Recorded data:
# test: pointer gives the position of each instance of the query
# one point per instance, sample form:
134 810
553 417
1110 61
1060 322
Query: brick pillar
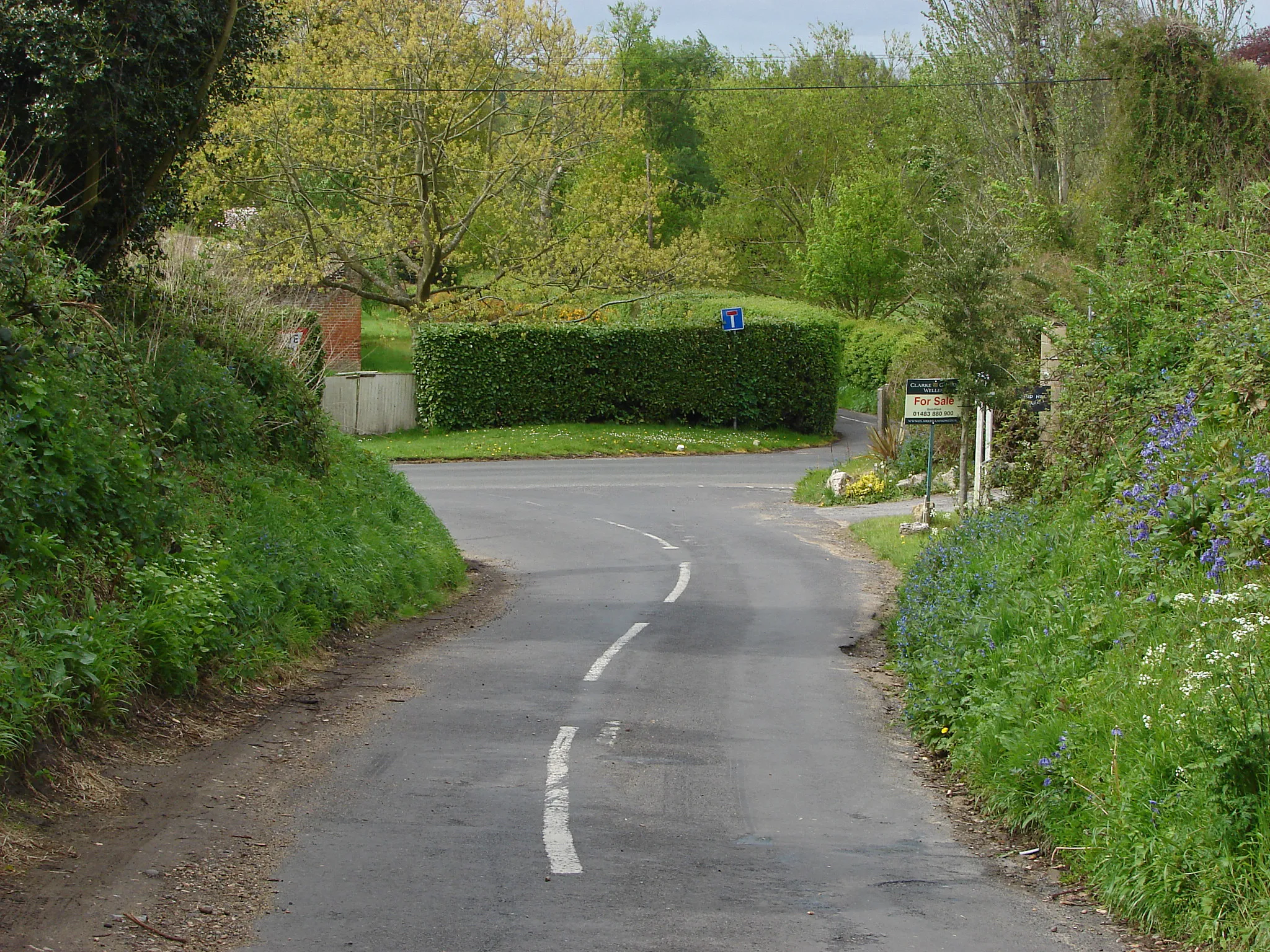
340 319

Do this: Render the data above as a JSON list of strings, with one string for each line and no blank lines. Leave the pictures out.

Answer to the exercise:
[
  "# test: pointer gives the position of each instance of the query",
  "# one point per instance, sample form:",
  "134 810",
  "553 417",
  "1110 61",
  "1060 322",
  "Query: brick pillar",
  "340 319"
]